DIRECTIONS FOR THIS TASK: From the listing below, extract every line starting with the one that contains "Target: bus side panel" and ending with the one that contains "Now the bus", both included, and reproduce them without any change.

+++

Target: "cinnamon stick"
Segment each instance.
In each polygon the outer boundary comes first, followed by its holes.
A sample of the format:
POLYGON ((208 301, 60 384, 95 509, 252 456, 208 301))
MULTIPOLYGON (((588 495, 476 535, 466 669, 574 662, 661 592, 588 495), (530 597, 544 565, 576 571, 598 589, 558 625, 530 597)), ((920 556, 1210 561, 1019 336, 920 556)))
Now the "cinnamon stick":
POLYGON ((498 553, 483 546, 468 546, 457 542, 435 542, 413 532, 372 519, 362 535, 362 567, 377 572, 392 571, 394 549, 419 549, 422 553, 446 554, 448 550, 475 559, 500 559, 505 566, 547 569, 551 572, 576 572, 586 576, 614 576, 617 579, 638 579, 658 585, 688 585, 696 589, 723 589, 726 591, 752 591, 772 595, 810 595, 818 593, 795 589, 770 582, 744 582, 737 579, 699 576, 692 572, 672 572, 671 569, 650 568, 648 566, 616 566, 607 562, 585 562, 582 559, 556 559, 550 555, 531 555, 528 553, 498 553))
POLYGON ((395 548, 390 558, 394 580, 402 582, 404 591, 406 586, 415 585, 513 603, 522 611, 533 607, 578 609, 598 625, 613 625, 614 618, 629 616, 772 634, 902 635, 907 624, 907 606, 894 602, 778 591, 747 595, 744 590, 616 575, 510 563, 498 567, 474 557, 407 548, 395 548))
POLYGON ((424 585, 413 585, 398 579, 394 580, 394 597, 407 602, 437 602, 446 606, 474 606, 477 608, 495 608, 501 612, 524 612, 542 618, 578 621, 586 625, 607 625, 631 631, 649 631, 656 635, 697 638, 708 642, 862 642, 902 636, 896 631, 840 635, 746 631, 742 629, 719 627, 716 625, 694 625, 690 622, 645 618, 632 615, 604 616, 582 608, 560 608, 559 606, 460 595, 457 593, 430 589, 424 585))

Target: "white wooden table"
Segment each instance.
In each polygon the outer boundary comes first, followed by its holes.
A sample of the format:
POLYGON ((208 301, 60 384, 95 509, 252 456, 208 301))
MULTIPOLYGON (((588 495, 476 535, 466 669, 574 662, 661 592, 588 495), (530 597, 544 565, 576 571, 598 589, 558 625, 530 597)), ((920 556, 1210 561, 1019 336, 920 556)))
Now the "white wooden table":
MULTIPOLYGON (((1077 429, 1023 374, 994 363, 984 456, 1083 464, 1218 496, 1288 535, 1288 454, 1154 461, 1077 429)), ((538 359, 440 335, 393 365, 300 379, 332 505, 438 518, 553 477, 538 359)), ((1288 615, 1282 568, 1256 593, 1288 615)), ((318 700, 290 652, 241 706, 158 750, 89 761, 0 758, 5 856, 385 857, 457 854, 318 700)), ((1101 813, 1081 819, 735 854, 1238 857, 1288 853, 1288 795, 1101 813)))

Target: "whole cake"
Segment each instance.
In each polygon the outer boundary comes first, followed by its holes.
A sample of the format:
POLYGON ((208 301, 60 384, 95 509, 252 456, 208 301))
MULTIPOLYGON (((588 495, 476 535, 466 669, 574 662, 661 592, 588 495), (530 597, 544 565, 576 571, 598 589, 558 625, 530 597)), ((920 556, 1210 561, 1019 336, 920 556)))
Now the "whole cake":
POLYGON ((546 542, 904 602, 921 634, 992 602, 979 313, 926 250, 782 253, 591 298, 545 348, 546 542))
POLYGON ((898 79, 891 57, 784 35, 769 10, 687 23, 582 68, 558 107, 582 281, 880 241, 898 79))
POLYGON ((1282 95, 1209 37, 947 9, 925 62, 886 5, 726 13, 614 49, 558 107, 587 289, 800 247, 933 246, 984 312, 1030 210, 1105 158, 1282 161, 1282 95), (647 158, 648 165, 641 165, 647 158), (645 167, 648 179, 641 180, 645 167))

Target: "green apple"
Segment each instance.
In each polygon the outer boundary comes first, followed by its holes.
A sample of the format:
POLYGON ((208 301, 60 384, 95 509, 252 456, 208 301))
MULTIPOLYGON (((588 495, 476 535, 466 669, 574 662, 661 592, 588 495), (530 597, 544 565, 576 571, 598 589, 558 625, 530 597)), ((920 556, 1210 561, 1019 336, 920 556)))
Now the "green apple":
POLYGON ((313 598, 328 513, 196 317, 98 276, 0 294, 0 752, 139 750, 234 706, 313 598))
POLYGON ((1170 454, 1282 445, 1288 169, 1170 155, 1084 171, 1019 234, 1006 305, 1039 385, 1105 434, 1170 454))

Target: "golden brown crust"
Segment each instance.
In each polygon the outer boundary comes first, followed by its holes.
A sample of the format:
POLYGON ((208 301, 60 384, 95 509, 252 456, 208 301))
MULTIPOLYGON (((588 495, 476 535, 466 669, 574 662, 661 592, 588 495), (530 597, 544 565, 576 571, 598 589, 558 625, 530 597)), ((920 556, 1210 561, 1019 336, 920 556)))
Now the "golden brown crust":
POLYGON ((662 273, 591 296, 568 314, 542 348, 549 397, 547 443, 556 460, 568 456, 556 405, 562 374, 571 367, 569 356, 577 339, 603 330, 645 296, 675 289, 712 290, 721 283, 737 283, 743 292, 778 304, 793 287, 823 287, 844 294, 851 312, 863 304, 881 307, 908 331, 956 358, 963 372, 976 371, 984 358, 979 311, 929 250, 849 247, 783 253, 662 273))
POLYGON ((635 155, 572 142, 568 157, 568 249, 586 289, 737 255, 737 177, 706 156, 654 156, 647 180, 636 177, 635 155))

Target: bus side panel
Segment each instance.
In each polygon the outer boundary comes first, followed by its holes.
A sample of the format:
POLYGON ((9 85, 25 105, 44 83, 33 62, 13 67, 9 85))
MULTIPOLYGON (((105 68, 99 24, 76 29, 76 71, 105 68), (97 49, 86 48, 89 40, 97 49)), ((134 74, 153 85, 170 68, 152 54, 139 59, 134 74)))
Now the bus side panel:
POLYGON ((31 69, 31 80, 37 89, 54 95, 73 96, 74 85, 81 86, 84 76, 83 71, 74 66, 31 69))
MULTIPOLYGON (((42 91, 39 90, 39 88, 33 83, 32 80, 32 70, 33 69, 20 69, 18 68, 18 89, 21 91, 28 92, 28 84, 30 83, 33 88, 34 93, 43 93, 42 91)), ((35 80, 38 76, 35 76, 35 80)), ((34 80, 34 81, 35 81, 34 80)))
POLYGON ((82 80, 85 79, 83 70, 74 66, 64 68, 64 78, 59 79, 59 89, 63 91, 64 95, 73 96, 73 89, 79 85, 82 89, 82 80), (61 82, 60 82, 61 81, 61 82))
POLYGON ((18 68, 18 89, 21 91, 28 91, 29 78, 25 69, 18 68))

+++

TASK OUTPUT:
Target: bus side panel
Segment each instance.
In each polygon the outer boundary comes first, followed by its holes.
A sample of the format:
POLYGON ((9 85, 25 105, 44 83, 33 62, 13 67, 9 85))
MULTIPOLYGON (((105 68, 99 24, 76 29, 76 71, 105 68), (97 49, 86 48, 89 40, 97 49)), ((134 74, 153 85, 170 68, 152 54, 139 59, 134 74)))
Now the bus side panel:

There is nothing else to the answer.